**** Texte de l'exercice

Un autre couple de serviteurs venus de France, de la même génération, nous a contactés il y a deux ou trois ans. Nous avions apprécié un de leurs livres et leur avions écrit pour leur en commander plusieurs exemplaires que nous souhaitions distribuer autour de nous. Encouragés par notre enthousiasme, ils nous ont dit qu’ils aimeraient nous connaître et, devant passer dans notre région alors que nous étions en Suisse pour quelques temps, ils ont proposé de venir nous rendre visite.
Nous ignorions ce qui se tramait derrière cette généreuse envie de rencontre… Mais nous l’avons rapidement compris. Deux jours avant leur venue, ils nous ont avertis par e-mail qu’il leur fallait changer la date. J’ai préparé à leur intention un repas copieux et, le jour de leur visite, ils nous ont annoncé par téléphone qu’ils ne pourraient pas rester plus de deux heures, ayant eu contact dans la journée avec quelqu’un en Suisse qui souhaitait les inviter.
Le contact, dès leur arrivée, a été plutôt froid, car ce couple déjà âgé avait écumé lui aussi tout le monde francophone avec son ministère et ils semblaient très sûrs d’eux, durs et plutôt renvoyant un image de personnes ayant fait une carrière dont ils étaient très fiers que celle d’un frère et d’une sœur en Christ heureux de rencontrer un autre couple de croyants eux aussi dans le ministère. L’épouse était habillée avec beaucoup de goût et d’élégance, mais tout à fait dans le style de ces femmes américaines dont j’ai parlé plus haut, portant un pantalon fuselé montrant des formes qu’elle avait encore ma foi fort étonnamment très avantageuses pour son âge ( !), maquillée, talons hauts, cheveux courts et ongles très soignés. Cette femme était dure, décidée et hautaine. Elle parlait avec assurance et d’abondance, c’est-à-dire tenant le crachoir, comme on dit, pour nous exposer toutes les bonnes raisons pour lesquelles elle exerçait le ministère elle aussi, alors que nous ne lui avions rien demandé à ce sujet. C’était un peu comme si elle voulait nous faire l’article d’un produit qu’elle désirait nous vendre, ce qui nous laissait interloqués, car nous ne saisissions pas le but de cette démarche.
Son mari n’était pas en reste, nous faisant étalage de ses nombreuses expériences dans le ministère partout dans le monde, et semblant s’ennuyer prodigieusement en notre présence. Lorsque mon mari leur a proposé de faire un motzi pour la prière pour le repas, en bons chrétiens évangéliques, ils ont soigneusement laissé le petit morceau de pain sur le côté de leur assiette, nous faisant l’affront, dans notre propre maison où ils s’étaient invités, de déclarer qu’ils étaient opposés à cette « fausse doctrine », la femme étant particulièrement méprisante dans cette déclaration. Il a été impossible d’en parler, mon mari cherchant aimablement à leur expliquer le sens du motzi. Ils ont immédiatement détourné la conversation, revenant sur leur ministère.

********

#### Consigne 1
Répondez, s'il vous plaît, à ces questions sur le texte de l'exercice :
(a) Qu'est-ce que les narrateurs avaient commandé au couple en lui écrivant ?
(b) Combien de temps les visiteurs ont-ils annoncé par téléphone pouvoir rester au plus ?
(c) Qu'ont fait les visiteurs du petit morceau de pain lors du motzi ?

**** Données affichées

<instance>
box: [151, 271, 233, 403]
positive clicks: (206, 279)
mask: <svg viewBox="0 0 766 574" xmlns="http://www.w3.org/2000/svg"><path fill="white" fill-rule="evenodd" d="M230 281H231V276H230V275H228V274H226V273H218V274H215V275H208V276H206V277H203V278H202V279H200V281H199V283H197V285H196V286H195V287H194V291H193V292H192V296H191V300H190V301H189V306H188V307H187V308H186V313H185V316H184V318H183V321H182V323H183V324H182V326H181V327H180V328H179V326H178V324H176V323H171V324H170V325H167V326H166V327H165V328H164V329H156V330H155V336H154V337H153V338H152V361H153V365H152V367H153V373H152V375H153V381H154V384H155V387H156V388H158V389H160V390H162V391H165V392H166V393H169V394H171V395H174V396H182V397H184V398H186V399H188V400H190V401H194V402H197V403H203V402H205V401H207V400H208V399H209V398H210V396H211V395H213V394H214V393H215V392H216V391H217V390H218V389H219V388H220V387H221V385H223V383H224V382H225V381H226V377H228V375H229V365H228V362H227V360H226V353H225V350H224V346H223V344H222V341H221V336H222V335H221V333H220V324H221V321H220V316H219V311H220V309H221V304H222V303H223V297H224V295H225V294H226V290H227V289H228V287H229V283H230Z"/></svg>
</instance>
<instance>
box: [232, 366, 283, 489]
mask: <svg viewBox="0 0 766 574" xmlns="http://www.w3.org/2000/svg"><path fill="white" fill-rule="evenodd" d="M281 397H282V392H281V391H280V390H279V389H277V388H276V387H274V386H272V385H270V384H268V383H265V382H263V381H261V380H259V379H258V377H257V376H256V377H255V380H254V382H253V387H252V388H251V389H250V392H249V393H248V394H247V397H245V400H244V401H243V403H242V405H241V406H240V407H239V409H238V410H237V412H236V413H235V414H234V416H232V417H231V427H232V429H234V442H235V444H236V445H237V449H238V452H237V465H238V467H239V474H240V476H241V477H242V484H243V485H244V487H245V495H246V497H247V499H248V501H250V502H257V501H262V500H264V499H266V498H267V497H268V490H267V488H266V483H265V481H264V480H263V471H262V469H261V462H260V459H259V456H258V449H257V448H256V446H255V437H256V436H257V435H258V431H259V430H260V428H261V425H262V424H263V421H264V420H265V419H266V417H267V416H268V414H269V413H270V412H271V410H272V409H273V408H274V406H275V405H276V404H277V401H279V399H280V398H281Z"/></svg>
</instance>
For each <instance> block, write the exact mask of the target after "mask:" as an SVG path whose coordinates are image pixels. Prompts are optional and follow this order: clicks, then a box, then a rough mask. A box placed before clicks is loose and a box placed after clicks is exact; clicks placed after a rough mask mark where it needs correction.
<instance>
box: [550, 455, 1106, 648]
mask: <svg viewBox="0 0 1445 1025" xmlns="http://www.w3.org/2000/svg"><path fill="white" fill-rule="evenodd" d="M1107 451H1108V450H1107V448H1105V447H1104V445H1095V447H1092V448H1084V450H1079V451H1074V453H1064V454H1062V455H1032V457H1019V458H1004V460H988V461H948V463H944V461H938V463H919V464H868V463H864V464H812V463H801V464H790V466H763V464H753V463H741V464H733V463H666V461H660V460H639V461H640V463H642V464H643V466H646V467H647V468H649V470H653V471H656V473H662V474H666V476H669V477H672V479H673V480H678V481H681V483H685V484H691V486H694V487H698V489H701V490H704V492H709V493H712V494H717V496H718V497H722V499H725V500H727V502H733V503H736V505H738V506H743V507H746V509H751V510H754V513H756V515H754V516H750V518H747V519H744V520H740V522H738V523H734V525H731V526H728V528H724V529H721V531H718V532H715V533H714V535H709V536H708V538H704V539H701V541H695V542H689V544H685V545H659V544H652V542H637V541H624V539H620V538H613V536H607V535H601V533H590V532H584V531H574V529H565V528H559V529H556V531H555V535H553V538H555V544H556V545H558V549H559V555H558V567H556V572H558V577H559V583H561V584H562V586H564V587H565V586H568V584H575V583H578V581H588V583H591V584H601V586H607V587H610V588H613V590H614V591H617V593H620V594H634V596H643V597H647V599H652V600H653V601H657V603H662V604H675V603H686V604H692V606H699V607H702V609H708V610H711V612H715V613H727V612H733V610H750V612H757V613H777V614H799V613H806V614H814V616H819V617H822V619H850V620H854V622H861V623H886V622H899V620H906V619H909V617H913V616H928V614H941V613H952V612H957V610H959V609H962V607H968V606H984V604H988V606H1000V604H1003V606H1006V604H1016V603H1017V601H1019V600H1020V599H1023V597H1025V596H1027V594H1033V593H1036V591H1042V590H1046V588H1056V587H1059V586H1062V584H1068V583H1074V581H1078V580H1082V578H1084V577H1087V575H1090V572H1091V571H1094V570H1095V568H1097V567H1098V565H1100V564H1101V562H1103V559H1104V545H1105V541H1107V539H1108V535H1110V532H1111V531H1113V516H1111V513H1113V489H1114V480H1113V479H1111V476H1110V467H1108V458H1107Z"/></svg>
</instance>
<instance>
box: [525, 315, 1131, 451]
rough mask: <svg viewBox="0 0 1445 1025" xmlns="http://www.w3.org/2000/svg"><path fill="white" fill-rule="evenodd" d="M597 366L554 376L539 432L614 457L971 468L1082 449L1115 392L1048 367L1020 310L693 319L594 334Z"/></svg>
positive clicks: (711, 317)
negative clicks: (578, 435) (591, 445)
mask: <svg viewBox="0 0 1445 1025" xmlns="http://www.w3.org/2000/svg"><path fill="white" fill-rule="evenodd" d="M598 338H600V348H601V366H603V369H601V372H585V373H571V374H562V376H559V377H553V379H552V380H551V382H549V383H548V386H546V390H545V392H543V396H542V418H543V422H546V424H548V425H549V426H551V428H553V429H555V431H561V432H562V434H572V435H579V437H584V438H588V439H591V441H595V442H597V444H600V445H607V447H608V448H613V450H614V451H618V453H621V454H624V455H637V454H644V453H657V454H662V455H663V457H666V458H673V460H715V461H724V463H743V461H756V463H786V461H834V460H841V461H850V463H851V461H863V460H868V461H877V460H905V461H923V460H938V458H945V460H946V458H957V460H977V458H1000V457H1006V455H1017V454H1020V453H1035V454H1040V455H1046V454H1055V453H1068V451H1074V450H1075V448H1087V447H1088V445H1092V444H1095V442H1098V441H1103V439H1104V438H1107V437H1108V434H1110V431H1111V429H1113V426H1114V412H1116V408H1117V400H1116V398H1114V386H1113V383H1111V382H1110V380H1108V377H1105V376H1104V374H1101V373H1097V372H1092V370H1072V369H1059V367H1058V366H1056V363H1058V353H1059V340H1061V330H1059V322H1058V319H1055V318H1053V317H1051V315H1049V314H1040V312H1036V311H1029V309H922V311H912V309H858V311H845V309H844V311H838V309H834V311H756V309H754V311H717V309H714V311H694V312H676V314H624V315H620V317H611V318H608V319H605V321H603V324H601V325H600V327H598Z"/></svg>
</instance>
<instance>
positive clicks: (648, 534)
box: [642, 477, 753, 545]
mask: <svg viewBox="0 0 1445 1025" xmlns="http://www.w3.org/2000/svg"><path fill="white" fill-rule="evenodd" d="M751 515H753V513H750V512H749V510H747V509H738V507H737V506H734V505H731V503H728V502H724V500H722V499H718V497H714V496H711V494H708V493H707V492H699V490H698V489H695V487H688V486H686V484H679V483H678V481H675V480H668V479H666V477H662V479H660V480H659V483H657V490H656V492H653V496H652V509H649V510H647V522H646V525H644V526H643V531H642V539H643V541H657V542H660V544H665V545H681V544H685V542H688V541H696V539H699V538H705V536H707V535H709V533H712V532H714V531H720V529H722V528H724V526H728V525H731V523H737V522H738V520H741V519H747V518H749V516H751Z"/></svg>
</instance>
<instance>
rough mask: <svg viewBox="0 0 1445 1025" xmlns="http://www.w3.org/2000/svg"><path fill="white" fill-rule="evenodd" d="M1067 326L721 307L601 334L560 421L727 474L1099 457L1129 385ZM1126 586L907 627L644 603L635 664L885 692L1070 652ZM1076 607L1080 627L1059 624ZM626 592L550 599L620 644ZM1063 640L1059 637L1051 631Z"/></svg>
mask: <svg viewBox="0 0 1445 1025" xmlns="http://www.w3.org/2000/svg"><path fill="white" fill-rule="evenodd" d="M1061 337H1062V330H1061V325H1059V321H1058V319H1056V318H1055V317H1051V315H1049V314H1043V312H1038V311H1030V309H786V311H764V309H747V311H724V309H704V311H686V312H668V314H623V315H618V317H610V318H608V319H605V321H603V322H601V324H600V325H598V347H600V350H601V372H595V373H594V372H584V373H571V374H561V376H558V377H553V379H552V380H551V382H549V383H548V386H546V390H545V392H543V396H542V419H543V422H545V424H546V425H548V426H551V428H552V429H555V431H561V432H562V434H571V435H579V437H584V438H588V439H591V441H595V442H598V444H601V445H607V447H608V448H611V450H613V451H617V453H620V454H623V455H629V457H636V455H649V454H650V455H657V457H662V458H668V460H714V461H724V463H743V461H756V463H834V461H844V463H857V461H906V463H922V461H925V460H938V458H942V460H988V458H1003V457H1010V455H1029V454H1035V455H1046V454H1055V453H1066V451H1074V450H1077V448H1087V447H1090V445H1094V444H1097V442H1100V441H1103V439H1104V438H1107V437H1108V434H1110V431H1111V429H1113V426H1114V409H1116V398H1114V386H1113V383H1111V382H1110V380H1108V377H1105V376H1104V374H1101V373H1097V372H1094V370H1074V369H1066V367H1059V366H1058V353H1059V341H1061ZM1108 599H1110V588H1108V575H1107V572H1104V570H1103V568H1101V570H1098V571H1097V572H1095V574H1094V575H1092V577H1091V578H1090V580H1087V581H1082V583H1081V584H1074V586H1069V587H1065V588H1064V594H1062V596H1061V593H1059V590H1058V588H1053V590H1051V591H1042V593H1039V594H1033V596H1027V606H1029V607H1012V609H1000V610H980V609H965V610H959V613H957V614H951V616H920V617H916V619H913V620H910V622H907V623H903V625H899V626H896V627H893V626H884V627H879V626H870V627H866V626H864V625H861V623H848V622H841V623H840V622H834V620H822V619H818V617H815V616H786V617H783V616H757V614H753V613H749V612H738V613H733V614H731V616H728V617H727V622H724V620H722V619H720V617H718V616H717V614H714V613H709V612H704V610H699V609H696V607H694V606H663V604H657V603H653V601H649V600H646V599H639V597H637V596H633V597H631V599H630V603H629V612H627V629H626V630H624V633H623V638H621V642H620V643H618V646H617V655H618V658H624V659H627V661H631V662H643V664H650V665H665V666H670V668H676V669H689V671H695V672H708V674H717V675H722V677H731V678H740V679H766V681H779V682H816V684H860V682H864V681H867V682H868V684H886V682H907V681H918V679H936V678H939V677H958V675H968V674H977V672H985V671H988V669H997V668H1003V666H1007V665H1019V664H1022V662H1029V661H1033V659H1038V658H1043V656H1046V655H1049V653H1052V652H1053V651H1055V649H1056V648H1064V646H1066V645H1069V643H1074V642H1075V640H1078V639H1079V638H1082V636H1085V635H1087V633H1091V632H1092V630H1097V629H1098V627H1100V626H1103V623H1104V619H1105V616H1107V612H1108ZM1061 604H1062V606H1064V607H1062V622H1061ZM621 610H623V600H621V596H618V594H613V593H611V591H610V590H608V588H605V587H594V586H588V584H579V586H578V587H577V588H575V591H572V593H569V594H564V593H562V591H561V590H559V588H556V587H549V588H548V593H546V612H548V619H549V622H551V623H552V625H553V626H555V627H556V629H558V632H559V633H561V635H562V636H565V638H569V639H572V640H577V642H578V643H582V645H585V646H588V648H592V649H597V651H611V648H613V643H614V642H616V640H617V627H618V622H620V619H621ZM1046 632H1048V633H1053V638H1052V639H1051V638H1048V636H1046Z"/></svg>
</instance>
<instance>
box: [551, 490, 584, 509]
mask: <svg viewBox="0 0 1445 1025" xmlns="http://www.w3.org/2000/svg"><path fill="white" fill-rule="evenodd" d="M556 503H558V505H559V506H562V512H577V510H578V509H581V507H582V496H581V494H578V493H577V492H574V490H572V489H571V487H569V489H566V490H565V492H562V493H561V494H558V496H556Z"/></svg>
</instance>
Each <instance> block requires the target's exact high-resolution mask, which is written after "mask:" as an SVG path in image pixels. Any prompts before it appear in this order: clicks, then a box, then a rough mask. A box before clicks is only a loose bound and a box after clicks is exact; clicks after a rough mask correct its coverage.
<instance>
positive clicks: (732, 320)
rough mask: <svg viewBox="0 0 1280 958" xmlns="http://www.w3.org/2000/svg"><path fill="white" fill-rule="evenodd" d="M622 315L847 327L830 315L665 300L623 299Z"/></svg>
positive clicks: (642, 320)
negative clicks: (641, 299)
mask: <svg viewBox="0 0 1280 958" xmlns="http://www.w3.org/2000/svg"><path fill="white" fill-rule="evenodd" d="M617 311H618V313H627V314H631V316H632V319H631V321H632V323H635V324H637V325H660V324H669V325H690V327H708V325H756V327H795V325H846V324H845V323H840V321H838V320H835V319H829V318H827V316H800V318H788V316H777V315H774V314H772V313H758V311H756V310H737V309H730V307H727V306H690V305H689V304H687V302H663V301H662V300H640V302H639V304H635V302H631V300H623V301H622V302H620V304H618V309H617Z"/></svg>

********

#### Consigne 2
Recopiez à l'identique les enregistrements, depuis leur tout début jusqu'à la ligne qui contient « positive clicks: (206, 279) », cette ligne comprise.

#### Zone de réponse 1
(a) Plusieurs exemplaires d'un de leurs livres.
(b) Pas plus de deux heures.
(c) Ils l'ont soigneusement laissé sur le côté de leur assiette.

#### Zone de réponse 2
<instance>
box: [151, 271, 233, 403]
positive clicks: (206, 279)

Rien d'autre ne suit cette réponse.